| YOUR OBJECTIVE |
The answer should hold only the lines from the one containing "lol this is probably simple but can you find the glossy" through the one containing "the river here" in the entries below, copied exactly, without pictures.
(Beginning of DATA IN THIS EXERCISE)
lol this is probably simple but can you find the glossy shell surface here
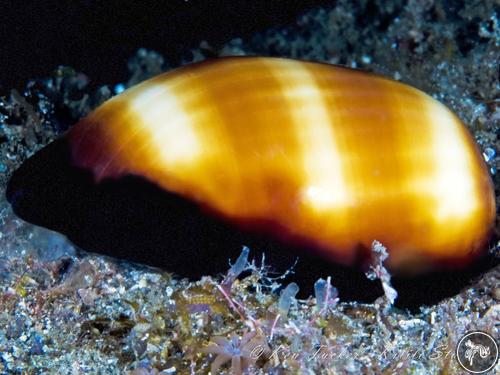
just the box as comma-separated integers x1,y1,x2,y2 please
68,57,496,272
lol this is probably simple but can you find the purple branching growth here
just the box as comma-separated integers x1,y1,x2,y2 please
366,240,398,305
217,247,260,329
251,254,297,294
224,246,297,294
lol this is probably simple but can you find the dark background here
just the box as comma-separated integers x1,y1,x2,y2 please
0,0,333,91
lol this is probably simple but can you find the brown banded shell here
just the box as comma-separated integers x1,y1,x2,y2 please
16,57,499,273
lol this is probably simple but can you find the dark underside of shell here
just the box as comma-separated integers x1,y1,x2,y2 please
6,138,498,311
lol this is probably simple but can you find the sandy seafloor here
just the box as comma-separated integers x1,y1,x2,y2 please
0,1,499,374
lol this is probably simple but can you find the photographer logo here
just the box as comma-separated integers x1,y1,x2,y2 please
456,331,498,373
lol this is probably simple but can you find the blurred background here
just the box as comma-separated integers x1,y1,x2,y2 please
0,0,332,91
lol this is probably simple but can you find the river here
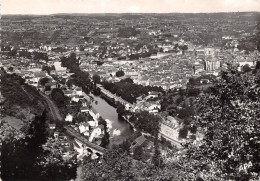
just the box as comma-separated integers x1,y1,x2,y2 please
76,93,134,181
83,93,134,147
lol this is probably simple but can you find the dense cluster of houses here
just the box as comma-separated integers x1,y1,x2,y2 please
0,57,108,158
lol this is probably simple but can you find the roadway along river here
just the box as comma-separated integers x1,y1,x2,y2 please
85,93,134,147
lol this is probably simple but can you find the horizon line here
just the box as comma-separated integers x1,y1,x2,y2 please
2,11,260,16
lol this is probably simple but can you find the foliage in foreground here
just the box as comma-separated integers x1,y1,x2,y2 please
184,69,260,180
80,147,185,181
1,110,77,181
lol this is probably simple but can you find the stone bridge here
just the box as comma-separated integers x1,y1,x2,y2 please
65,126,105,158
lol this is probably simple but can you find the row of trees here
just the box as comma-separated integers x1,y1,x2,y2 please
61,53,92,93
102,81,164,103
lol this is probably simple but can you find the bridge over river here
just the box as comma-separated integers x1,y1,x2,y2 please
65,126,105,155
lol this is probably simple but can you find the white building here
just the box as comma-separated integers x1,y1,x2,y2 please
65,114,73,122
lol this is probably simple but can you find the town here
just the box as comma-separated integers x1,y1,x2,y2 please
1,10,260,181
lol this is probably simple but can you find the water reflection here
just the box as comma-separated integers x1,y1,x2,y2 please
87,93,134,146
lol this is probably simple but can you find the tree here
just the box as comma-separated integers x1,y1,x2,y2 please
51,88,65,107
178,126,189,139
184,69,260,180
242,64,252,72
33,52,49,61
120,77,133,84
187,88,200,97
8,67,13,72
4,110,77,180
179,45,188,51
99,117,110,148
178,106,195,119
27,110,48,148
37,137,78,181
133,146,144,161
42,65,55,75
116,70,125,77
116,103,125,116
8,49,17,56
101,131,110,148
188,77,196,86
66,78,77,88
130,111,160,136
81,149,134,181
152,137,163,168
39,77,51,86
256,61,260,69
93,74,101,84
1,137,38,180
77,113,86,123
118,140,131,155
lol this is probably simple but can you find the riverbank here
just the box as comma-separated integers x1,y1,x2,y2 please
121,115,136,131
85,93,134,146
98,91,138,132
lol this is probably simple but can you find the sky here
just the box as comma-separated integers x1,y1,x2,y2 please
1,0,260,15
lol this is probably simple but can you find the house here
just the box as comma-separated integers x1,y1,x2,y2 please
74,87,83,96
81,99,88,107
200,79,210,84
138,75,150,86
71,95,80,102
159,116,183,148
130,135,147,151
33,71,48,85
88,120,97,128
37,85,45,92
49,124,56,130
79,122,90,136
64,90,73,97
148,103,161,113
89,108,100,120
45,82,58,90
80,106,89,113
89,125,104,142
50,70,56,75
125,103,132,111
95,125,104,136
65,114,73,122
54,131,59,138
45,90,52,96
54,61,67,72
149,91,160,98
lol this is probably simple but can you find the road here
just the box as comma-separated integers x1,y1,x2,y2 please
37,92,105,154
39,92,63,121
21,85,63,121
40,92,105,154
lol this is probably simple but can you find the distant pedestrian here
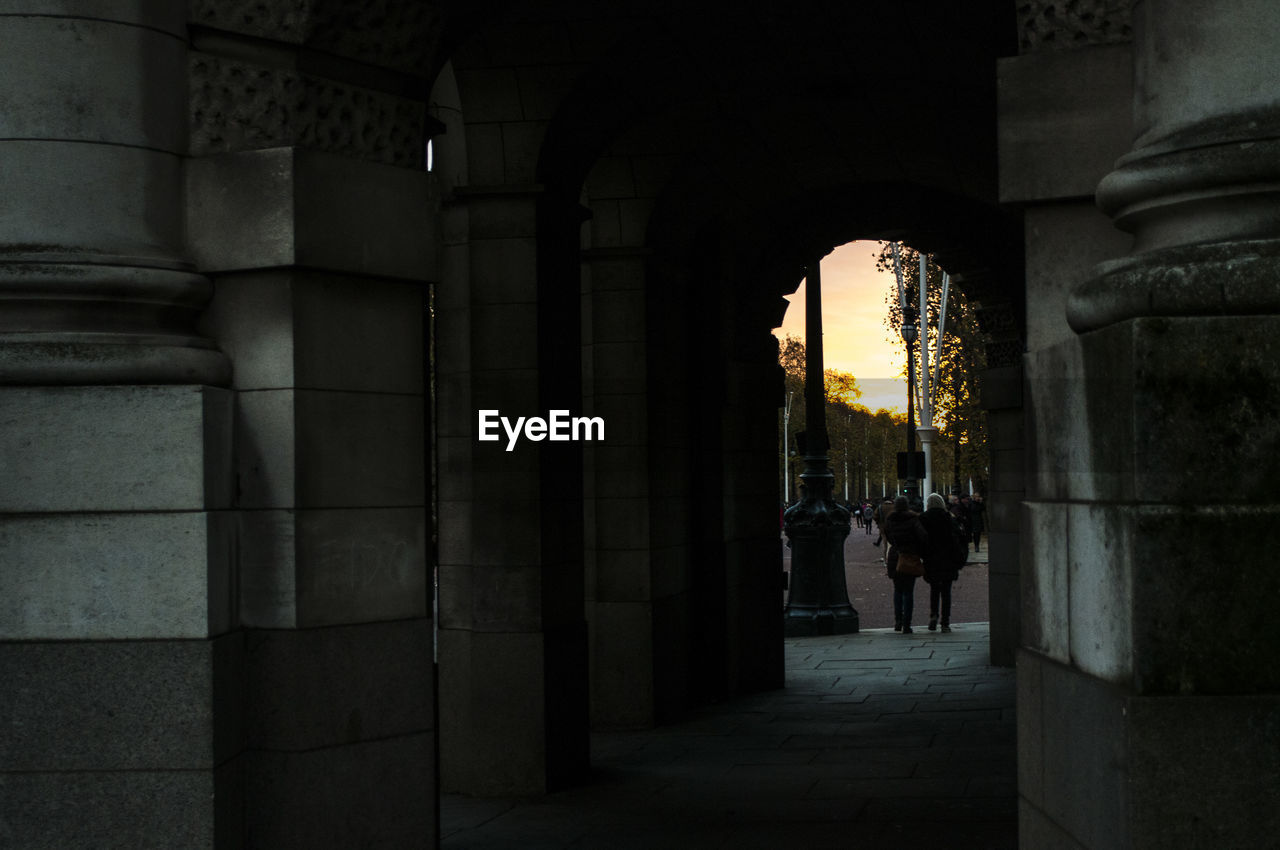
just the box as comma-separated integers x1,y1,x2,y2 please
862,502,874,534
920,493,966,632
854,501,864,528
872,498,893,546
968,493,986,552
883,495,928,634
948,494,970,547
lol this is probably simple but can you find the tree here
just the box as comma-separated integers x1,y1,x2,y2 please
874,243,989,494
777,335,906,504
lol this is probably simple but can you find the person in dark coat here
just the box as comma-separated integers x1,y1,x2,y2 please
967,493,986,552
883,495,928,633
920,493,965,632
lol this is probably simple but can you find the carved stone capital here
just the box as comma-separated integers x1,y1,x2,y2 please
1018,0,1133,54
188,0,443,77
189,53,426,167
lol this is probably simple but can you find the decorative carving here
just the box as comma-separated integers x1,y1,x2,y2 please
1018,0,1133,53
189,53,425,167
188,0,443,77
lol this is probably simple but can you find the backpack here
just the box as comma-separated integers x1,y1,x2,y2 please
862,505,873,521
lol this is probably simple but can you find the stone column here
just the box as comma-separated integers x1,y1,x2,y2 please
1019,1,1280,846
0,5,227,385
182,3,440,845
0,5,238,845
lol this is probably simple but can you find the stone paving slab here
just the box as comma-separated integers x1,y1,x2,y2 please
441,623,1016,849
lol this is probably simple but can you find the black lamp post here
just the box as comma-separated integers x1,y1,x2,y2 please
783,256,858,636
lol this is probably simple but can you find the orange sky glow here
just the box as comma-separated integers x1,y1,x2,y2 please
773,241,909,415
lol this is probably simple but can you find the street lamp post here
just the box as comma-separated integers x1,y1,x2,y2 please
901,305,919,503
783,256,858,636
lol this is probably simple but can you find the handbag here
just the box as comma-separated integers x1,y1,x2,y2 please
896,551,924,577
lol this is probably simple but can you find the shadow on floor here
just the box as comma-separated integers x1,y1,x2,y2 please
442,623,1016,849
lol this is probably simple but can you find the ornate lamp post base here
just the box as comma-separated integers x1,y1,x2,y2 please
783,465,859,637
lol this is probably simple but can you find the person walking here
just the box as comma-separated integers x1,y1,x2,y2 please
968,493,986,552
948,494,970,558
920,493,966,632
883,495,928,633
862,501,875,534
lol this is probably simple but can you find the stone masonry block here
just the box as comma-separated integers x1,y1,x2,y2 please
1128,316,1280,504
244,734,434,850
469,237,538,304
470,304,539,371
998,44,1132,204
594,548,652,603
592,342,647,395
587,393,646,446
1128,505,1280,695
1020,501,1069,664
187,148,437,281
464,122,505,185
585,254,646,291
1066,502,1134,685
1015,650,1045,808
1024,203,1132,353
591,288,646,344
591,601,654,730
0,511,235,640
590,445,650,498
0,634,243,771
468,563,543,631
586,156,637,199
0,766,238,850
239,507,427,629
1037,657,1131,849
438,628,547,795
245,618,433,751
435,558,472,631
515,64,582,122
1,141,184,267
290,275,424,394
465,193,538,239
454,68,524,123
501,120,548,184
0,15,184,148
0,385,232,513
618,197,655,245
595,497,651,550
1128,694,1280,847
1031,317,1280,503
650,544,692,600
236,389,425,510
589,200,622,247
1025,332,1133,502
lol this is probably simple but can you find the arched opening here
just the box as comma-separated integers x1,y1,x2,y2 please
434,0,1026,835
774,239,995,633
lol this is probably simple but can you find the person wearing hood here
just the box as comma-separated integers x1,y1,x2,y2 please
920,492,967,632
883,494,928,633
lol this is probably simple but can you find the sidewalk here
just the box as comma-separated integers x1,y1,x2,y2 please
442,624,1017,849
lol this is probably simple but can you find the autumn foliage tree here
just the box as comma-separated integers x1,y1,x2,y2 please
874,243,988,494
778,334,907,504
(End of DATA IN THIS EXERCISE)
(Beginning of DATA IN THIS EXERCISE)
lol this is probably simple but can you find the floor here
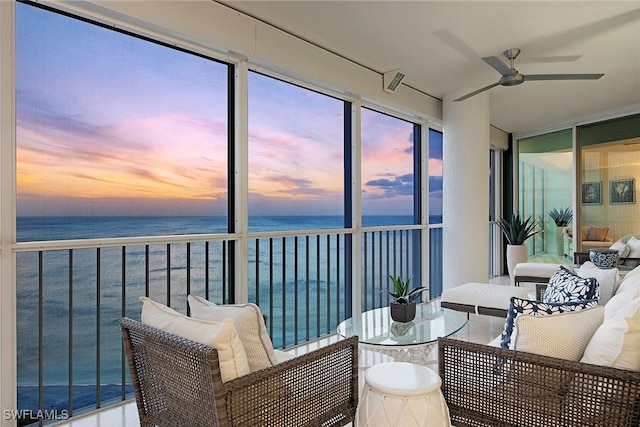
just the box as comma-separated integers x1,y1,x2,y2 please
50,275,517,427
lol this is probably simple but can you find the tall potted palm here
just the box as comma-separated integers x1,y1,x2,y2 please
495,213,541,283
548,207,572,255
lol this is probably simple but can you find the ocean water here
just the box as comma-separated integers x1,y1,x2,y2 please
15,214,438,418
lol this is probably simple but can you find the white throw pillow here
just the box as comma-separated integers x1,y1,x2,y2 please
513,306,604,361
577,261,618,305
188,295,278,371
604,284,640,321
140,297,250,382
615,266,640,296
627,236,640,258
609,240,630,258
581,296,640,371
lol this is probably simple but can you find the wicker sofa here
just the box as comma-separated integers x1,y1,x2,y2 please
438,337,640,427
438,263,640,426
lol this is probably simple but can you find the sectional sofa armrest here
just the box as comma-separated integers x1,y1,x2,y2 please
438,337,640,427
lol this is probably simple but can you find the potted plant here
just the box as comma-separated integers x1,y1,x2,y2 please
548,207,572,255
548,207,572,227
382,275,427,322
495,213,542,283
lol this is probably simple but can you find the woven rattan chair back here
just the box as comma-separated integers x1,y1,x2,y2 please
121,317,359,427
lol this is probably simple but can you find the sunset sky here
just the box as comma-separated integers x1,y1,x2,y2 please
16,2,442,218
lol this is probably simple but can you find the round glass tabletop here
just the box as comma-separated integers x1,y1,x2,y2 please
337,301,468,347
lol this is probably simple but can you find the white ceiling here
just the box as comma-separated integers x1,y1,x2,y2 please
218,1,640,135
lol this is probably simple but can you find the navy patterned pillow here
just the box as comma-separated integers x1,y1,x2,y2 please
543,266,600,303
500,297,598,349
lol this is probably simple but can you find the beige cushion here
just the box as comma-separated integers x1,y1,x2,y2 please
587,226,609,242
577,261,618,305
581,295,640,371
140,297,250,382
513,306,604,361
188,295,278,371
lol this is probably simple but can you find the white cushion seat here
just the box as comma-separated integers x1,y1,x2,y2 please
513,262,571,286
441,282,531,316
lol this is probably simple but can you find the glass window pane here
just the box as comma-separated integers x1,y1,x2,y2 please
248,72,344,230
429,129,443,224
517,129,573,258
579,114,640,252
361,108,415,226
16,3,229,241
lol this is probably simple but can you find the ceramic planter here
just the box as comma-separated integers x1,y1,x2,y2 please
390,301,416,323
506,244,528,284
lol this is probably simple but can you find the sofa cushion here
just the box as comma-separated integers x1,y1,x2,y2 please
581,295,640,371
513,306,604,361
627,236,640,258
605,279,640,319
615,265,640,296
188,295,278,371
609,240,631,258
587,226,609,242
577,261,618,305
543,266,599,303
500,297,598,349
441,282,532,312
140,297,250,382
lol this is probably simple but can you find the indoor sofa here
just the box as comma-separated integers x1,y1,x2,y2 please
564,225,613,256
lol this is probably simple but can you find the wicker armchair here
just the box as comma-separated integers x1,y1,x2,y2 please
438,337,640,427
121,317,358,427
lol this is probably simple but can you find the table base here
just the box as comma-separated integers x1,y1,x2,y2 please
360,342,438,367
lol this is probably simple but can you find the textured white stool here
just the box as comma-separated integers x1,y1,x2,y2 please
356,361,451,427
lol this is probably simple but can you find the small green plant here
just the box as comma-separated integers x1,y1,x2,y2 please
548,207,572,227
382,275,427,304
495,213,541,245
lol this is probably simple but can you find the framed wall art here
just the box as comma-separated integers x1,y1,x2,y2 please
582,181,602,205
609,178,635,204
(End of DATA IN THIS EXERCISE)
| PROBLEM SOLUTION |
lol this is probably simple but can you find the glossy shell surface here
just the box as comma-separated integers x1,y1,x2,y2 please
68,57,496,272
lol this is probably simple but can you find the purple branching growth here
just the box as comma-separated integers x1,y1,x2,y2 please
366,240,398,305
217,247,260,329
251,254,297,294
224,246,297,294
lol this is probably simple but can you find the dark background here
just the box as comma-separated integers x1,y1,x2,y2 please
0,0,333,91
lol this is probably simple but can you find the brown banded shell here
just the box as comma-separated integers x1,y1,x2,y2 please
16,57,499,273
lol this is probably simple but can you find the dark underside of shell here
just the box as comma-separated integers x1,y1,x2,y2 please
6,138,498,311
lol this is probably simple but can you find the sandy seafloor here
just the box as comma-separated integers x1,y1,x2,y2 please
0,1,499,374
lol this is probably simple but can you find the photographer logo here
just the box as comma-separated integers x1,y1,x2,y2 please
456,331,498,373
lol this is probably simple but can you find the blurred background here
just the box as comma-separated integers x1,y1,x2,y2 please
0,0,332,91
lol this is probably simple but can you find the river here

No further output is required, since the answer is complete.